EXERCISE DESCRIPTION: Go through the following data and transcribe exactly the stretch of lines from the one holding "Target: tree" to the one holding "example [(501, 193)]", both included.
**** EXTRACTED INFORMATION
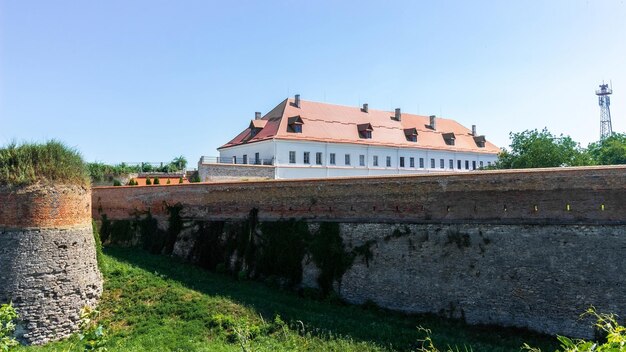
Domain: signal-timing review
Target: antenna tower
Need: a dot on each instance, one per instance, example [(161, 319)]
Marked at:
[(604, 100)]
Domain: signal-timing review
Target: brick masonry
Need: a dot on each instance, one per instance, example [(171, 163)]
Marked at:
[(48, 265), (529, 248)]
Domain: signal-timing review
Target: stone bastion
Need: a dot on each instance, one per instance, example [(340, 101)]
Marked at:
[(48, 265)]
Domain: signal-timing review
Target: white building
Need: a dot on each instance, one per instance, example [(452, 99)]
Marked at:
[(304, 139)]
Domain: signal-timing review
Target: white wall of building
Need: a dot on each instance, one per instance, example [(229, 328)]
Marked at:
[(280, 149)]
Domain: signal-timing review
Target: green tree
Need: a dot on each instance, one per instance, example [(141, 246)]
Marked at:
[(532, 149), (180, 162), (609, 151)]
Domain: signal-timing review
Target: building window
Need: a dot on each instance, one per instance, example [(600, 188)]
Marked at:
[(365, 130), (449, 138), (410, 134), (292, 157), (294, 124)]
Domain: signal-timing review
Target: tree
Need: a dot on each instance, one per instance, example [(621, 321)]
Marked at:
[(180, 162), (609, 151), (532, 149)]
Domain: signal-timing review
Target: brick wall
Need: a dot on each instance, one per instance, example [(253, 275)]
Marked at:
[(48, 265), (41, 205), (590, 195)]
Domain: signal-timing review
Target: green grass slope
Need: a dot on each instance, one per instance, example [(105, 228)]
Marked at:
[(154, 303), (30, 163)]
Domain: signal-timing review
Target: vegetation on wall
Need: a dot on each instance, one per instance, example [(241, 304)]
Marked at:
[(52, 161), (533, 149)]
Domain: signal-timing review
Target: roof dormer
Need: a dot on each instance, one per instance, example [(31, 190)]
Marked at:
[(411, 134), (294, 124), (365, 130), (256, 126), (449, 138), (480, 141)]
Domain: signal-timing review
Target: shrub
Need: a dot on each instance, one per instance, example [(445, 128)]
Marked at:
[(7, 327), (29, 163), (605, 323)]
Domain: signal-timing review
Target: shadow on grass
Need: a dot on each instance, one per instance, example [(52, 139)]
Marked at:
[(388, 329)]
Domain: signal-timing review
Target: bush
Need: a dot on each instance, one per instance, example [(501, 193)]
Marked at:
[(7, 327), (605, 323), (52, 162)]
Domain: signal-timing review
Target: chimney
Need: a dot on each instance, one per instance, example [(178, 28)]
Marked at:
[(297, 100)]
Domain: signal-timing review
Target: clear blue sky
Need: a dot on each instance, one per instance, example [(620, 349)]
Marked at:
[(151, 80)]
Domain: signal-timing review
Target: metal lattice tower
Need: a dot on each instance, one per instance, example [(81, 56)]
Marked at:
[(604, 100)]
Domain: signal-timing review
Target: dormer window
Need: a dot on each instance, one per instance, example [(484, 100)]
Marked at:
[(365, 130), (449, 138), (295, 124), (480, 141), (256, 126), (410, 134)]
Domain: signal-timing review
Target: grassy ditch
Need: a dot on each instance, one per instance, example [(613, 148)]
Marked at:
[(155, 303)]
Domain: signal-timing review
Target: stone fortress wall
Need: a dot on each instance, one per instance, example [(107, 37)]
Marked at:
[(48, 265), (531, 248)]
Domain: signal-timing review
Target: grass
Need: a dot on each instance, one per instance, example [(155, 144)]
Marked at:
[(155, 303), (30, 163)]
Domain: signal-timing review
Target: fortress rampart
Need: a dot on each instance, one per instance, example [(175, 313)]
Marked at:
[(48, 263), (529, 248)]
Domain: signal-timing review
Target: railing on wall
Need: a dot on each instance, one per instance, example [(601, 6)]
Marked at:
[(235, 160)]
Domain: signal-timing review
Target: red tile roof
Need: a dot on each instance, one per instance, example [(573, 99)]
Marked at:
[(323, 122)]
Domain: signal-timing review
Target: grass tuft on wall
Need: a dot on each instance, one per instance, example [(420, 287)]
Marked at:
[(53, 162)]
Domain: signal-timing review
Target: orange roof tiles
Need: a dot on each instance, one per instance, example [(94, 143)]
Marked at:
[(323, 122)]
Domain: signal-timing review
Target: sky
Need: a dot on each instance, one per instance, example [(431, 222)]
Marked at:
[(147, 81)]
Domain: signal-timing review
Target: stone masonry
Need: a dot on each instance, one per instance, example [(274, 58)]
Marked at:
[(48, 265)]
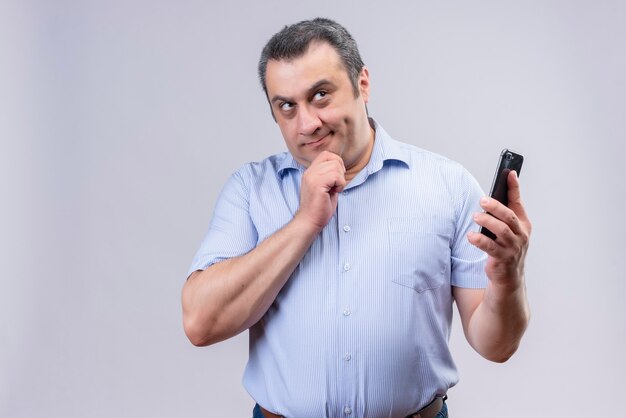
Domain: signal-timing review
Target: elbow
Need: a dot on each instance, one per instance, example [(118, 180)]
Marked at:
[(500, 357), (202, 333), (199, 334)]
********
WRITTEN REPLY:
Target: tree
Need: a dot on each instance, one per instance, example [(621, 321)]
Marked at:
[(180, 162), (609, 151), (532, 149)]
Domain: signal-timing review
Target: brick wall
Need: a dot on each instance, one per instance, example [(253, 275)]
Marked at:
[(48, 265), (41, 205), (590, 195)]
Domain: signal-timing review
Target: green grass slope
Need: a dot on each instance, one per instance, example [(105, 228)]
Marked at:
[(154, 303), (30, 163)]
Domain: signal-timing review
Target: vegetation on wall
Need: a dot on each instance, one per instance, example [(241, 304)]
Marked at:
[(52, 161), (533, 149)]
Domain: signal-timing review
Target: roof dormer
Need: a dot on each instance, one per instance, example [(31, 190)]
Marked at:
[(411, 134), (294, 124), (365, 130), (256, 126), (449, 138), (480, 141)]
Domain: signal-timing review
Target: shrub
Need: a dot on each instance, one per instance, example [(445, 128)]
Marked at:
[(7, 327), (29, 163), (605, 323)]
Domain: signal-timing review
Target: shadow on grass
Need: a dot on each instance, one per instance, example [(52, 139)]
Marked at:
[(388, 329)]
Domain: signal-timing review
Target: bush
Need: a dot on each instance, one per instance, example [(501, 193)]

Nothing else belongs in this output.